* _Data excerpts_
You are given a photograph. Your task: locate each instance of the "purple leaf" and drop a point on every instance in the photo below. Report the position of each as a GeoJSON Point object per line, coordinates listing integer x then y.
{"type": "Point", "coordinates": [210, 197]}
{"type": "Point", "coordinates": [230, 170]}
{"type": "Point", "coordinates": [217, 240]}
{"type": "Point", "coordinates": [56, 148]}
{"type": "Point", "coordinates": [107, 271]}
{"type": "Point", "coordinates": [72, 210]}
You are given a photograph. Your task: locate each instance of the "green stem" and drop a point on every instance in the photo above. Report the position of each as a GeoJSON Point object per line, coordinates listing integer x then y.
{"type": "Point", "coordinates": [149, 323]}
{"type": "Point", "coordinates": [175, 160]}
...
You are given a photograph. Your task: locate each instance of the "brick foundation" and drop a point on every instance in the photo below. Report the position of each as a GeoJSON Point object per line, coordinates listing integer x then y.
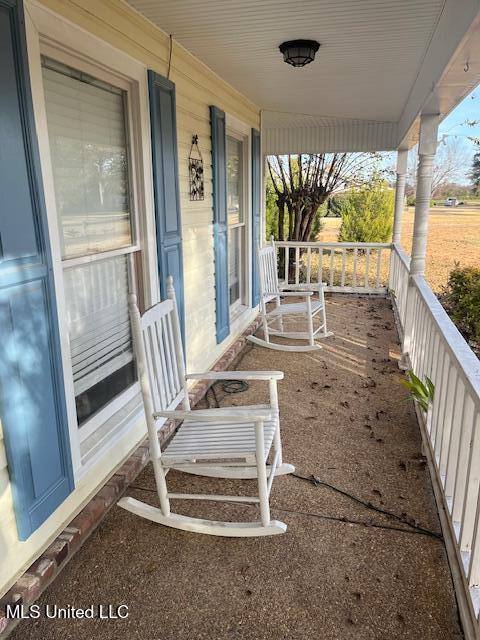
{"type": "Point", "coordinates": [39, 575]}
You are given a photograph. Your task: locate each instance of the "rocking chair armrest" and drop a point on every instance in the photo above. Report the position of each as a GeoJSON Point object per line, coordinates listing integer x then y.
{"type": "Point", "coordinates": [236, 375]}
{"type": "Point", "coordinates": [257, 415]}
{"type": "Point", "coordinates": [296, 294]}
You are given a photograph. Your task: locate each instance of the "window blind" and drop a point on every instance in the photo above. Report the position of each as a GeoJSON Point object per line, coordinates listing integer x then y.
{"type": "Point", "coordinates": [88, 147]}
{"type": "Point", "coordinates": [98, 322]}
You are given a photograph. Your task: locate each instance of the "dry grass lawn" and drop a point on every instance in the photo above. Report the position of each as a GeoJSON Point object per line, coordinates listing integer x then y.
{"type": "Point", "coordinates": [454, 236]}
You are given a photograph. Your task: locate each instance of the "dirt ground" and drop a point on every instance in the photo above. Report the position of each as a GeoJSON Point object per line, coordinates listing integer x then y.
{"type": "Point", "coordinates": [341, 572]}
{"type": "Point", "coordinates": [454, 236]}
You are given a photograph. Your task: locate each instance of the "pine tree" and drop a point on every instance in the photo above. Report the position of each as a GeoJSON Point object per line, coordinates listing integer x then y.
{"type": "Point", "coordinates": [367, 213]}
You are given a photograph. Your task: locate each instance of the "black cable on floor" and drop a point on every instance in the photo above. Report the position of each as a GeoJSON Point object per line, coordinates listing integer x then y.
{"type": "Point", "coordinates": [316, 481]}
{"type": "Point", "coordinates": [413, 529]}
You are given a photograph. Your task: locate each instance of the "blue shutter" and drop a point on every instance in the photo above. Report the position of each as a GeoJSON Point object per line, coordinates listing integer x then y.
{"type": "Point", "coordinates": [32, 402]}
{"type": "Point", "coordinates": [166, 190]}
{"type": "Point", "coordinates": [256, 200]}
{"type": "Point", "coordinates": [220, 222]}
==
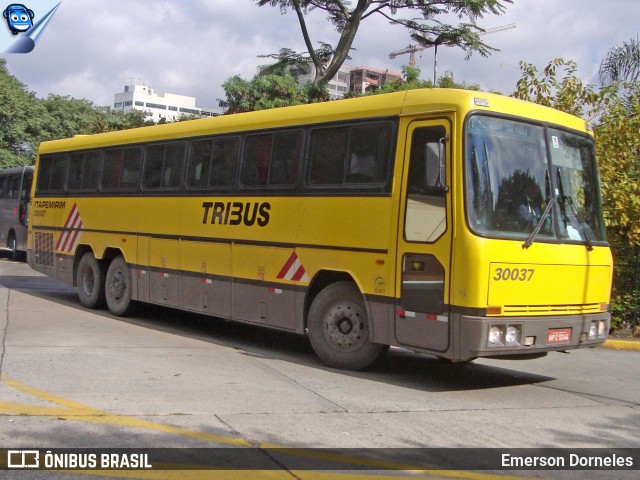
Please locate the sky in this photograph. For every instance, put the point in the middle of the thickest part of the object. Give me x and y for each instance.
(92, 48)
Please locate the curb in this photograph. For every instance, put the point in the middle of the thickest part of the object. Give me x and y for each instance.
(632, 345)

* _Task to complete_
Report each line of the data above that contains the string "below". Case counts.

* _Finished answer_
You are given a photograph. Your task: locate each instance of the "purple leaf" and drop a point on every instance in the photo below. Report the position of each as a GeoJSON Point object per line, coordinates listing integer x then y.
You are given a photograph. Your task: locate each instance of the "brick foundation" and drop a point on every instance in the photo below. Report the position of each as a GeoJSON Point object per line, coordinates listing integer x then y.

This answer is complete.